_Aim of the exercise_
Collect every line of the data below that contains the string "shirt", and copy each one out. Letter case must match.

_Material provided_
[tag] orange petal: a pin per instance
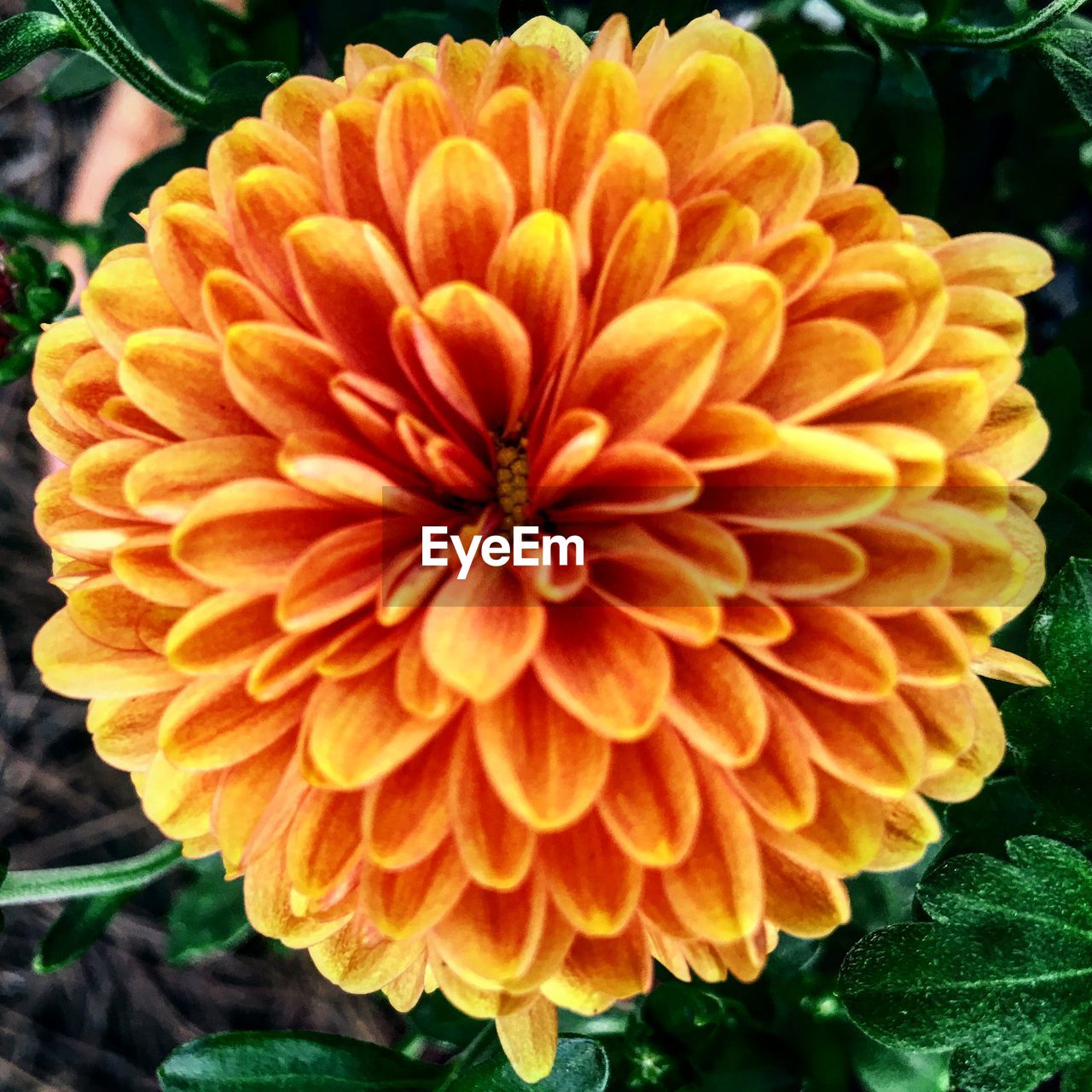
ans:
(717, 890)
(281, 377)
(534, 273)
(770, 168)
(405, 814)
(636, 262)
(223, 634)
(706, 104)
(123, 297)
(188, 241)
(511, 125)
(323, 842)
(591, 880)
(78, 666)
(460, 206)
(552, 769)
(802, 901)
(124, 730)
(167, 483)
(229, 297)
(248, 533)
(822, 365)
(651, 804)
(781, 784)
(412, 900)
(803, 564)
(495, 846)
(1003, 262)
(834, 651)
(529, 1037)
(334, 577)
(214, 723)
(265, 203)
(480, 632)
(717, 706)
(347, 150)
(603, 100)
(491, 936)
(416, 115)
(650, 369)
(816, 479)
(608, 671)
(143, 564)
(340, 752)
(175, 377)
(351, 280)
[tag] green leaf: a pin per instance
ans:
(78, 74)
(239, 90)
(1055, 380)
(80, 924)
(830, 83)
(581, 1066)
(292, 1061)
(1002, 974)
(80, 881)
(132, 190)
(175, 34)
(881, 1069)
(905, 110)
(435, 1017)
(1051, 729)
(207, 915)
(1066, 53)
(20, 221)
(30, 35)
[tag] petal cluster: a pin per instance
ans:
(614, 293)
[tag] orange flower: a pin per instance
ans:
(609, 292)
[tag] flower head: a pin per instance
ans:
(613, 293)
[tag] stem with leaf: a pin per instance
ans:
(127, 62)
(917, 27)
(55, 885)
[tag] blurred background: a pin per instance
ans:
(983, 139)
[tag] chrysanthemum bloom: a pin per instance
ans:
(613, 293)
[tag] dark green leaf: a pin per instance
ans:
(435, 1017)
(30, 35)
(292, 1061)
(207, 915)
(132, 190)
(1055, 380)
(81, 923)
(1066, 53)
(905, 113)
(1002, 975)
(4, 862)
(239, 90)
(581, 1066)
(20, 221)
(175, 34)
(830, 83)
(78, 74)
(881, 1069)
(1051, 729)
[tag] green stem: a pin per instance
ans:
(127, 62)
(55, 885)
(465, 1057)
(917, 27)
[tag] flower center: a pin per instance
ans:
--
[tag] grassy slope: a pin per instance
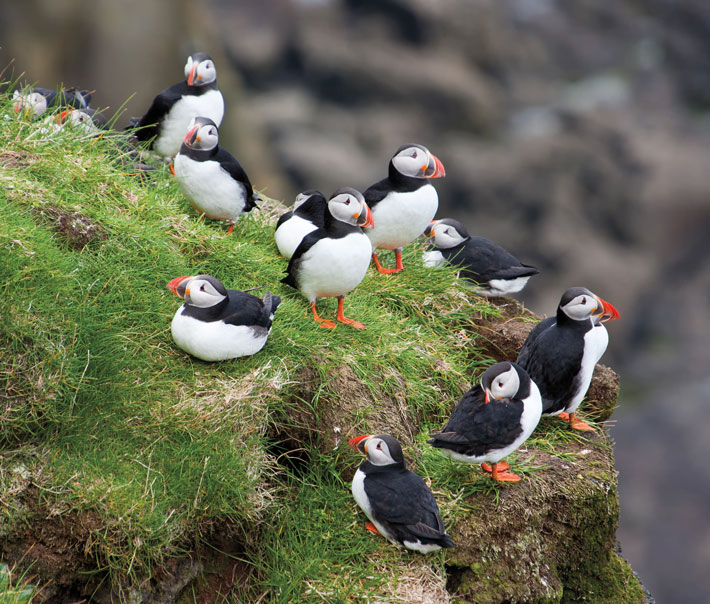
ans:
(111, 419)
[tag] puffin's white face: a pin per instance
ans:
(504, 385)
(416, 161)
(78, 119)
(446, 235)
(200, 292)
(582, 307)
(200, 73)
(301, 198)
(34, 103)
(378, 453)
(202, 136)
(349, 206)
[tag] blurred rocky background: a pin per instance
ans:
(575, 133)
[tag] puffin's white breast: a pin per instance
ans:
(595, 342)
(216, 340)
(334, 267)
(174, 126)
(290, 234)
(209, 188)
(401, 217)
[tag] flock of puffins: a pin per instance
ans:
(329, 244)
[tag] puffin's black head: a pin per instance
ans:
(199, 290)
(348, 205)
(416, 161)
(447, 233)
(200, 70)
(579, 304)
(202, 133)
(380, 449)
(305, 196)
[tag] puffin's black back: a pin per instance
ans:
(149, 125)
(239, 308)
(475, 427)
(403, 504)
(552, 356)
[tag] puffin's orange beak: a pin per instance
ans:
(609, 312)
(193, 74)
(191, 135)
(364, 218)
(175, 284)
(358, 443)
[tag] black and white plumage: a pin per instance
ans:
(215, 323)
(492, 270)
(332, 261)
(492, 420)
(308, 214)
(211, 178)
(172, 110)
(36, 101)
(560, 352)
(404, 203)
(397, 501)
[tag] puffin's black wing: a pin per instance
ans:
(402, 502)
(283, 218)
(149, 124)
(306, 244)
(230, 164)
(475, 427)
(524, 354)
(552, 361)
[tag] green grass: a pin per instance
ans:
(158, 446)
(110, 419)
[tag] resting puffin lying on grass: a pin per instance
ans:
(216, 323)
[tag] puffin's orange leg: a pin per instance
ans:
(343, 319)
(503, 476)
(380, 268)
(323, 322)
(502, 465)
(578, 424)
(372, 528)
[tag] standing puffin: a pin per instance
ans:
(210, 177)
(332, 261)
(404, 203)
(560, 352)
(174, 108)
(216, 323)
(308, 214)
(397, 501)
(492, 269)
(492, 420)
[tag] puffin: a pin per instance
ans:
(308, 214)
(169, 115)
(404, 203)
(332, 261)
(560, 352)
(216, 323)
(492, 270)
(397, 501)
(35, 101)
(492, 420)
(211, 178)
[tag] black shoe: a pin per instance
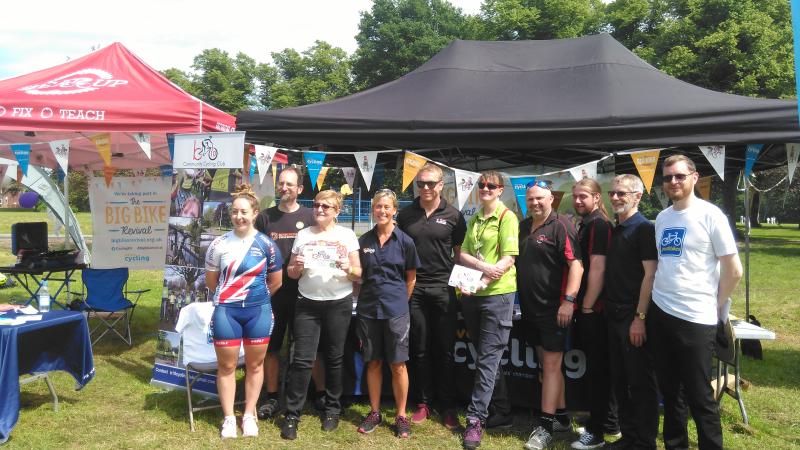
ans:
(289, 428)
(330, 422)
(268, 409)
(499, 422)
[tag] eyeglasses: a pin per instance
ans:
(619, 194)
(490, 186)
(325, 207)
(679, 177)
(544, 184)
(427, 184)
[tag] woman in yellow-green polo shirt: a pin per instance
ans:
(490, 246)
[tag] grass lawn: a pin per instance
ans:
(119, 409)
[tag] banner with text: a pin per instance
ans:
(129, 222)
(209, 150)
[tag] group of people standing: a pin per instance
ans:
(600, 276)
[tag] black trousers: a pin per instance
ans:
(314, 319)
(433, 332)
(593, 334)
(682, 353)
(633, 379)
---
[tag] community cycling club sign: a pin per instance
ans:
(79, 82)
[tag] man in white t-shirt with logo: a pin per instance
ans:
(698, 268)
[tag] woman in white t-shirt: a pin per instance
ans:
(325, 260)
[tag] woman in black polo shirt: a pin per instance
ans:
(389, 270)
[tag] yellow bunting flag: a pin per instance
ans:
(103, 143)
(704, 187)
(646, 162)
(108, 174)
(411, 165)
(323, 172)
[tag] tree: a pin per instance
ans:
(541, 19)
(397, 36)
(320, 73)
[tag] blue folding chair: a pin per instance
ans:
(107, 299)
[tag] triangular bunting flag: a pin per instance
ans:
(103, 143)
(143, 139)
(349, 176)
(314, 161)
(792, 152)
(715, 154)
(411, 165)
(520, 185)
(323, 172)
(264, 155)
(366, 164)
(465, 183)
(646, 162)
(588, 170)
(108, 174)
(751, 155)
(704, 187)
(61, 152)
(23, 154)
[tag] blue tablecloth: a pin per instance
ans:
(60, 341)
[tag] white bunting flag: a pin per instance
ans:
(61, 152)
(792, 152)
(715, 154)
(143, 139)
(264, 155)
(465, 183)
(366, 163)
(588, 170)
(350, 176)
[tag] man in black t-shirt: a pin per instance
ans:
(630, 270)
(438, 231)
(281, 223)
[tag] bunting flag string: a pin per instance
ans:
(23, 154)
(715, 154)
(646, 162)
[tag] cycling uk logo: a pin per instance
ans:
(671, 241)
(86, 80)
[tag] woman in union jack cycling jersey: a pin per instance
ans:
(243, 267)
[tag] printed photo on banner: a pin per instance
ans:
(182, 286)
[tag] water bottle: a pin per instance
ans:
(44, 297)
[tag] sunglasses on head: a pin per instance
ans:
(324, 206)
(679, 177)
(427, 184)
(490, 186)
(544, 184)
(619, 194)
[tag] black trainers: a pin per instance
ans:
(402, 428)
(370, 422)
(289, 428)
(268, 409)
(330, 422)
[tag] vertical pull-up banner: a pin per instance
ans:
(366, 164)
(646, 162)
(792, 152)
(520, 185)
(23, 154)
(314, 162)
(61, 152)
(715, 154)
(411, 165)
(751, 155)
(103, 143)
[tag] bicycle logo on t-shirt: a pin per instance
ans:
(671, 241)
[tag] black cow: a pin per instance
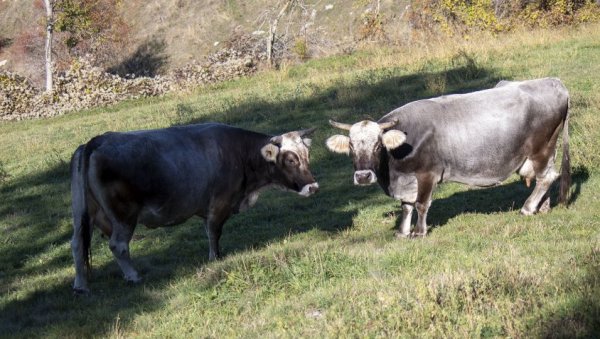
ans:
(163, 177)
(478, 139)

_Complete output_
[tag] woman in yellow-green polo shirt: a pin per instance
[tag] man in white t-shirt with logo: a pin per instance
[tag] woman in white t-shirt: a pin per instance
[tag] woman in black polo shirt: a pin per instance
[tag] man in black t-shirt: a pin per instance
[tag] bicycle logo on t-shirt: a pin per instance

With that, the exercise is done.